PAGE EXTRACT:

>>>

Andrea Doria-class battleship
Andrea Doria during World War I
|Preceded by:||Conte di Cavour class|
|General characteristics (as built)|
|Displacement:||24,729 long tons (25,126 t) (deep load)|
|Length:||176 m (577 ft 5 in) (o/a)|
|Beam:||28 m (91 ft 10 in)|
|Draft:||9.4 m (30 ft 10 in)|
|Speed:||21 knots (39 km/h; 24 mph)|
|Range:||4,800 nmi (8,900 km; 5,500 mi) at 10 knots (19 km/h; 12 mph)|
|General characteristics (after reconstruction)|
|Displacement:||28,882–29,391 long tons (29,345–29,863 t) (deep load)|
|Length:||186.9 m (613 ft 2 in)|
|Beam:||28.03 m (92 ft 0 in)|
|Draft:||10.3 m (33 ft 10 in)|
|Speed:||26 knots (48 km/h; 30 mph)|
|Range:||4,000 nmi (7,400 km; 4,600 mi) at 18 knots (33 km/h; 21 mph)|
The Andrea Doria class (usually called Caio Duilio class in Italian sources) was a pair of dreadnought battleships built for the Royal Italian Navy (Regia Marina) during the early 1910s. The two ships—Andrea Doria and Caio Duilio—were completed during World War I. The class was an incremental improvement over the preceding Conte di Cavour class. Like the earlier ships, Andrea Doria and Caio Duilio were armed with a main battery of thirteen 305-millimeter (12.0 in) guns.

<<<

ASSIGNED TASK: Continue the passage on the Andrea Doria-class battleships, starting after its final sentence.

INFORMATION SUPPLIED:
>>>

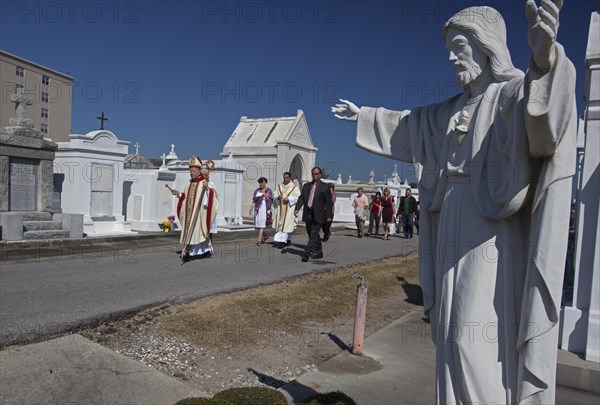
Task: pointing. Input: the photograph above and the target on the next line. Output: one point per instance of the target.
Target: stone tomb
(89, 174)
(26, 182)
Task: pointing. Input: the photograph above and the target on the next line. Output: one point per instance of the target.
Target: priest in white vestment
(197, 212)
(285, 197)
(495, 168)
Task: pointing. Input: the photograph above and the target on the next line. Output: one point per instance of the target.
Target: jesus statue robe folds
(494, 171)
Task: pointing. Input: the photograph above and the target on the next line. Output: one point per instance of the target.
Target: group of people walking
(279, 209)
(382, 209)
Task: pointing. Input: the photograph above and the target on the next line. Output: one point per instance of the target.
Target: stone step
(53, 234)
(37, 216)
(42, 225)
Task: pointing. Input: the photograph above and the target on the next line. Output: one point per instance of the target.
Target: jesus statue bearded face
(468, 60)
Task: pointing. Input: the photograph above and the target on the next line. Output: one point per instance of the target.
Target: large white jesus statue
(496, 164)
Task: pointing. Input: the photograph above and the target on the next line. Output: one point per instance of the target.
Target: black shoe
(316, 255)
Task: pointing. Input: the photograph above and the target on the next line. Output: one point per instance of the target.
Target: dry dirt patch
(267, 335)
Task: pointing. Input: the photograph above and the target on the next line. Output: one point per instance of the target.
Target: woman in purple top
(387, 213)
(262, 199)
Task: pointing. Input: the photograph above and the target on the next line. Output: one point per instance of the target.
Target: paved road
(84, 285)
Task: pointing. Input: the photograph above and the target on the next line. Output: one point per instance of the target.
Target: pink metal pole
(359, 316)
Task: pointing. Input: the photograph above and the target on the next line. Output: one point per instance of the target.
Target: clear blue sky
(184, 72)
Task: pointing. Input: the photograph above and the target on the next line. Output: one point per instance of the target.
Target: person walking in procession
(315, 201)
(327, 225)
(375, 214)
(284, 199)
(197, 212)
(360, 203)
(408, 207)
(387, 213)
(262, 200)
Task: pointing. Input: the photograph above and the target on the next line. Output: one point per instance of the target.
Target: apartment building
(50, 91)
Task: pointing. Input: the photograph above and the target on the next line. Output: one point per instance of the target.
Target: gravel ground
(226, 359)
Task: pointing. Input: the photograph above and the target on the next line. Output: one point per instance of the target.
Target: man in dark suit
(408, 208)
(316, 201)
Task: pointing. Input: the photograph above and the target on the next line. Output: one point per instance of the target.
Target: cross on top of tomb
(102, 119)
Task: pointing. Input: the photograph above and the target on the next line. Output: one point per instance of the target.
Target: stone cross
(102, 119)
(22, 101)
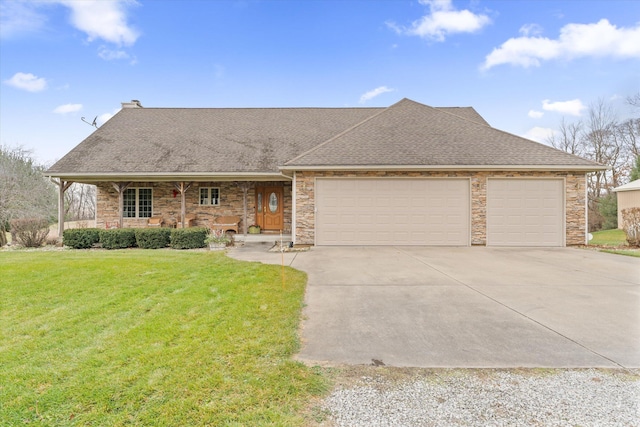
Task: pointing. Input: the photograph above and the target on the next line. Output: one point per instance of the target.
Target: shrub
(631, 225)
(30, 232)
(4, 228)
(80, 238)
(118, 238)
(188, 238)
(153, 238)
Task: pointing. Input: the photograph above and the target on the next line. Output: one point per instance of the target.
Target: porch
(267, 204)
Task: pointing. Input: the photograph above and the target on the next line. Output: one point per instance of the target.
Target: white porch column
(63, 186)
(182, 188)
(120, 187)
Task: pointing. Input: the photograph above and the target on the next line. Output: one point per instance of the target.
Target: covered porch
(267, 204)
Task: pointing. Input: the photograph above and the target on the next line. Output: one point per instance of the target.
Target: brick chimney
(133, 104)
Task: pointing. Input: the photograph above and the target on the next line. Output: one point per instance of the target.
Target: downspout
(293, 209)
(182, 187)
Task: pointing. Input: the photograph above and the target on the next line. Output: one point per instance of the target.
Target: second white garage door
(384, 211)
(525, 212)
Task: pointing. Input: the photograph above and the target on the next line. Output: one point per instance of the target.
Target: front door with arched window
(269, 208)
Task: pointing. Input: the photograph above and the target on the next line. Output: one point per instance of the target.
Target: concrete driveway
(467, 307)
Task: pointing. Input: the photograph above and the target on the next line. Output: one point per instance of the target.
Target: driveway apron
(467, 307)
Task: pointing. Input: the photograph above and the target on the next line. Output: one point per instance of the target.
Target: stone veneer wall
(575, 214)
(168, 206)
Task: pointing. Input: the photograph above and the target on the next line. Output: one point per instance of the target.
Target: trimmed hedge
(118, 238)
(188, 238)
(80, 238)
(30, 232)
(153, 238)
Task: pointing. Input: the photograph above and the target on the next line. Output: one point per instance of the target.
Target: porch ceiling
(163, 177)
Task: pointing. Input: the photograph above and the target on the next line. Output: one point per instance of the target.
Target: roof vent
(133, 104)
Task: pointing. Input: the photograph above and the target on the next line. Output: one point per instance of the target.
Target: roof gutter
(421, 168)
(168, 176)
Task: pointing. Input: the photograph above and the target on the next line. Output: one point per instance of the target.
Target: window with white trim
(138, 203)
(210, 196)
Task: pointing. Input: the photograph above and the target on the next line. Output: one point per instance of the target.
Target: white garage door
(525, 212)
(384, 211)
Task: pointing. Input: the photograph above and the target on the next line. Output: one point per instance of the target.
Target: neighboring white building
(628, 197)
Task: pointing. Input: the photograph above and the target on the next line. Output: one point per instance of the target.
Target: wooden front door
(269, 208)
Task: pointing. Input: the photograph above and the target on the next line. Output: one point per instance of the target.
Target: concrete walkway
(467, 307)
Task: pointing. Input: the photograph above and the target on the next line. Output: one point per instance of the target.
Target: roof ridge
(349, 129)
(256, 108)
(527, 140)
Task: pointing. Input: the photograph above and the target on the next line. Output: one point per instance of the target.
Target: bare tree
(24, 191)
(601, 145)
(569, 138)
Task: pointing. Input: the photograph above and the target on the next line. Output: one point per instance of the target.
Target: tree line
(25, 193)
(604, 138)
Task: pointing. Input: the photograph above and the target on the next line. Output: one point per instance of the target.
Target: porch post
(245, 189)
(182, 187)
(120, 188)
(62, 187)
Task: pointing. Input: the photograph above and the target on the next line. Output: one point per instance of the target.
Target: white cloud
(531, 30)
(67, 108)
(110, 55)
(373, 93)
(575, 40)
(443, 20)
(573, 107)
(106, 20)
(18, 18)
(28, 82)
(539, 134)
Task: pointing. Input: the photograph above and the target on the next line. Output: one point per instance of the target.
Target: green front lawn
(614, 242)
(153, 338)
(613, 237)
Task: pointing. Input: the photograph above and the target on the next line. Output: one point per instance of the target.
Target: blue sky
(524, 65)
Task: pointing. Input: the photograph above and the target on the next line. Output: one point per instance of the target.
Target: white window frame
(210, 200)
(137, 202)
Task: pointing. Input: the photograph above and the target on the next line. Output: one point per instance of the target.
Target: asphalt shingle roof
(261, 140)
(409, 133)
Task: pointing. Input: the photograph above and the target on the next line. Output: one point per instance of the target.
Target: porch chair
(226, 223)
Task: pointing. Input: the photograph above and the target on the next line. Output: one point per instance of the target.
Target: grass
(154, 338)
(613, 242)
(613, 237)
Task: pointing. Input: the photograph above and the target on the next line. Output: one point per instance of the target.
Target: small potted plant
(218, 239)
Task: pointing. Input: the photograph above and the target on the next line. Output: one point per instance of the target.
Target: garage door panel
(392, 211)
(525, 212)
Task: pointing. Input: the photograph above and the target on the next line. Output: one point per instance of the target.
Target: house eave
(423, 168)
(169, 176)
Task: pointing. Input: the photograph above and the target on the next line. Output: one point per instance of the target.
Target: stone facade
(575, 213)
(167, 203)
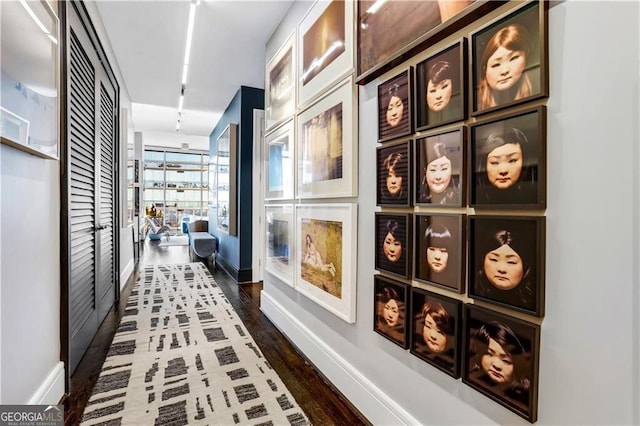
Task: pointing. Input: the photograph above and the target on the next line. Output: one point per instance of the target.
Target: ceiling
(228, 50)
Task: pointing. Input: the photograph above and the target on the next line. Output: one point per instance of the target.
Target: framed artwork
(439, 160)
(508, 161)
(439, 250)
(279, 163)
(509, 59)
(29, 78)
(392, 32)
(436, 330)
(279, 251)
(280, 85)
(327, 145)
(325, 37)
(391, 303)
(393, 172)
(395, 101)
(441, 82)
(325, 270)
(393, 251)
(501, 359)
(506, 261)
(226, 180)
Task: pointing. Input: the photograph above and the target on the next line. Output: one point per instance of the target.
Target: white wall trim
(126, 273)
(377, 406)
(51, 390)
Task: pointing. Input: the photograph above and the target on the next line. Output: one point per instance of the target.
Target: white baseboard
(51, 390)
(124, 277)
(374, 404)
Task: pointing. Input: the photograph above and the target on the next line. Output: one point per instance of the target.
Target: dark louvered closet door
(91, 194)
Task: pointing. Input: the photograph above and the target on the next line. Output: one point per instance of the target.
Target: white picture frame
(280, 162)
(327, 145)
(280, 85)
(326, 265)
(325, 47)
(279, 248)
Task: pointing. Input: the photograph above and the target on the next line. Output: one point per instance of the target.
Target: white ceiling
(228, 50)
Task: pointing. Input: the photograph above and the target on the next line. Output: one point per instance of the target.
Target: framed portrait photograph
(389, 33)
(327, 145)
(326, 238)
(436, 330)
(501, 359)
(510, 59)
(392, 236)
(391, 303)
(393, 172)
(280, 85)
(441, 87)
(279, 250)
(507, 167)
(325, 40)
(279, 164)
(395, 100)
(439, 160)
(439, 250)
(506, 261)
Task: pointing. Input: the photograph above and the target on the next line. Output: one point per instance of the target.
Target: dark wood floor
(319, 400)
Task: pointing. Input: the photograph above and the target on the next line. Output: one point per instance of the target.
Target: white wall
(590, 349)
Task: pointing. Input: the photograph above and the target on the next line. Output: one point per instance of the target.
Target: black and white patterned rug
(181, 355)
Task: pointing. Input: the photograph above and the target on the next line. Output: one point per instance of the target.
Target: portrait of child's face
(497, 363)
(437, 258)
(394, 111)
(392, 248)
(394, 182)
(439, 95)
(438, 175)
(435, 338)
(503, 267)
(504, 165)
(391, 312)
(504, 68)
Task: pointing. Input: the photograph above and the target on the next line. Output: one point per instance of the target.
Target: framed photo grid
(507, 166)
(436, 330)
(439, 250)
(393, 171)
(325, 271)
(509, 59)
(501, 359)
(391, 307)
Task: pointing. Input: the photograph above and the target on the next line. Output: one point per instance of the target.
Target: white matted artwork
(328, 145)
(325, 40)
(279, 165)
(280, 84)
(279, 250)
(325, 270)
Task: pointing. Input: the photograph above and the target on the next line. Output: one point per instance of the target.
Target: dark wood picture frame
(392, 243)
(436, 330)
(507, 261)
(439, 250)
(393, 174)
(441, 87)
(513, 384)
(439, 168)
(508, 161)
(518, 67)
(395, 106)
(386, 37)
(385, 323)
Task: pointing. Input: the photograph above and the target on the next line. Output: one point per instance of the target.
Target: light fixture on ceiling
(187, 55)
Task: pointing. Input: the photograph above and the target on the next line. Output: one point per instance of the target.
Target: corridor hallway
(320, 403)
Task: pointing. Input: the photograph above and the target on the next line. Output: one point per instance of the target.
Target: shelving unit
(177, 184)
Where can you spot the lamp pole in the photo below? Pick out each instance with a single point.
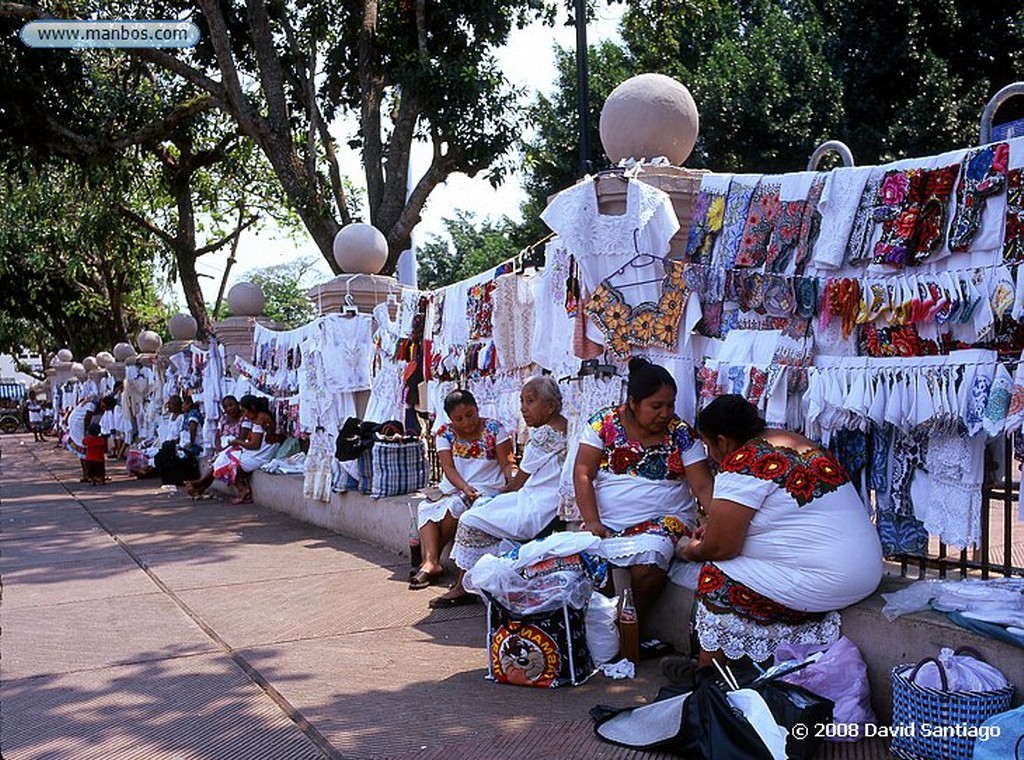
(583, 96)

<<<

ANSWER BOX:
The two ships were based in southern Italy during World War I to help ensure that the Austro-Hungarian Navy would stay bottled up in the Adriatic. Neither vessel saw any combat during the conflict. After the war, they cruised the Mediterranean and were involved in several international incidents, including at Corfu in 1923. In 1933, both ships were placed in reserve. In 1937 the ships began a lengthy reconstruction. The modifications included removing their center main battery turret and boring out the rest of the guns to 320 mm (12.6 in), strengthening their armor protection, installing new boilers and steam turbines, and lengthening their hulls. The reconstruction work lasted until 1940, by which time Italy was already engaged in World War II.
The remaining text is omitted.